Records excerpted from a collection:
= Beginning of Section =
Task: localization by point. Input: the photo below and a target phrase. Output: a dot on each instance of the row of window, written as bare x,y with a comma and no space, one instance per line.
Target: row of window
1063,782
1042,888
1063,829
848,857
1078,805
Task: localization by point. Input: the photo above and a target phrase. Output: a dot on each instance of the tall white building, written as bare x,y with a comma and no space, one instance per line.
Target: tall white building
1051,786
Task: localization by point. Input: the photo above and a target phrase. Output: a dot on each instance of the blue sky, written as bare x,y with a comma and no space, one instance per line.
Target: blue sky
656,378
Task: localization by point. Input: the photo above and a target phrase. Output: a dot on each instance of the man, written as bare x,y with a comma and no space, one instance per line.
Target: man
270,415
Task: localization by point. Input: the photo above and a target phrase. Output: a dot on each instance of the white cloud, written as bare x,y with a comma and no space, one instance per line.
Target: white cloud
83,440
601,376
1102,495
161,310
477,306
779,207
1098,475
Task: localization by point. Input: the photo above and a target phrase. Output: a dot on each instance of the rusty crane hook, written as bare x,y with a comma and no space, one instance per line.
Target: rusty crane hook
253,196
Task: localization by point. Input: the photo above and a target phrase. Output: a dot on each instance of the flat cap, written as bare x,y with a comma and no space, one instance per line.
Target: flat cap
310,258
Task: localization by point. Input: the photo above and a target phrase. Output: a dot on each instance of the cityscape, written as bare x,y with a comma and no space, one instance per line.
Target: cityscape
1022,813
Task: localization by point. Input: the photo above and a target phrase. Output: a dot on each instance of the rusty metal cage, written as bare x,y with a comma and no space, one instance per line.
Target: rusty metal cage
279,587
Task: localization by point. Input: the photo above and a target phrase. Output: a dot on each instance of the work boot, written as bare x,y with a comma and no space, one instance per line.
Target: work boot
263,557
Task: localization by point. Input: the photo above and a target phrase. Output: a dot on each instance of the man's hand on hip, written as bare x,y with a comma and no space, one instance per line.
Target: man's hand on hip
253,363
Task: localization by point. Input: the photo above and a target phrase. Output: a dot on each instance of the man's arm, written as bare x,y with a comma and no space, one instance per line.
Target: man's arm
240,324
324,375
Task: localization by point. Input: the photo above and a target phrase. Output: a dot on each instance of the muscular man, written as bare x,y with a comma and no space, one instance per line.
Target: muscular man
= End of Section =
* _Task to carry out_
Copy out every record again, letter for letter.

* _Response area_
Task: localization by point. Input: the photo below and a target phrase. Output: a dot on each instance of the row of window, written as bare x,y with a comma and no space, one instance per line.
Target: row of window
1063,782
1042,888
1063,829
848,857
1078,805
Task: localization by point. Input: the photo above and a target phrase. Output: a dot on each instance of the tall white building, written as bare x,y with a comma and no space, one instance per line.
Target: tall white building
1051,786
Task: localization by point. Input: the photo above and a target phrase. Output: a dot on each instance of the blue sky, written as bare x,y with a comma and no space, one instance per line.
Target: blue sky
656,378
Task: localization by point. Input: the photo above and a target phrase. Output: a dot on each instance of the man, written as bare x,y with a comma and no space, one instance per line.
Target: man
270,415
Task: localization by point. Input: the photo above and a target phrase. Output: a dot on each instance of the white cloud, written as bare x,y with a comma and no space, one instance per line.
Target: white cloud
83,440
601,376
1102,495
161,310
477,306
779,207
1098,475
Task: localization by point. Input: the photo above and a target phrase. Output: a dot on each instance of the rusty crane hook, written as bare x,y with a comma and no space, one instance per line.
Target: rusty crane hook
253,196
Task: localization by point. Input: the photo above and a target phrase. Output: a dot on each instance of the flat cap, written as bare x,y with a comma and no space, one instance per line.
Target: flat cap
310,258
Task: localization by point. Input: the photo above and a target phrase. Output: a dot on each instance of the cityscape, written as bare x,y with a comma and no space, one instance per line.
Target: cityscape
1022,813
Task: localization by point. Input: the photo above and a target phrase. Output: a dot on each instance of the rusty metal cage, written as bare x,y with a comma and no space, one instance per line.
Target: rusty metal cage
279,587
Task: localization by point. Input: the photo above and a target phrase. Output: a dot on each instance of the work boot, written as bare x,y with a comma and no space, one instance per line.
Target: work boot
263,557
Task: localization by point. Input: the photo above and a target phrase. Output: a dot on each instance of the man's hand on hip, written as bare x,y with a comma and no space, one instance per line.
Target: man's hand on hip
253,363
Task: localization by point. Input: the photo above and a target phrase. Output: a dot on each instance of the man's arm, written as bare x,y with a comma and no space, one instance per line.
Target: man's arm
240,324
324,375
Task: localization by point. Input: the photo above and a target phrase. Output: a dot on each instance of the muscular man, written as bare x,y with a comma and no space, one instance per line.
Target: muscular man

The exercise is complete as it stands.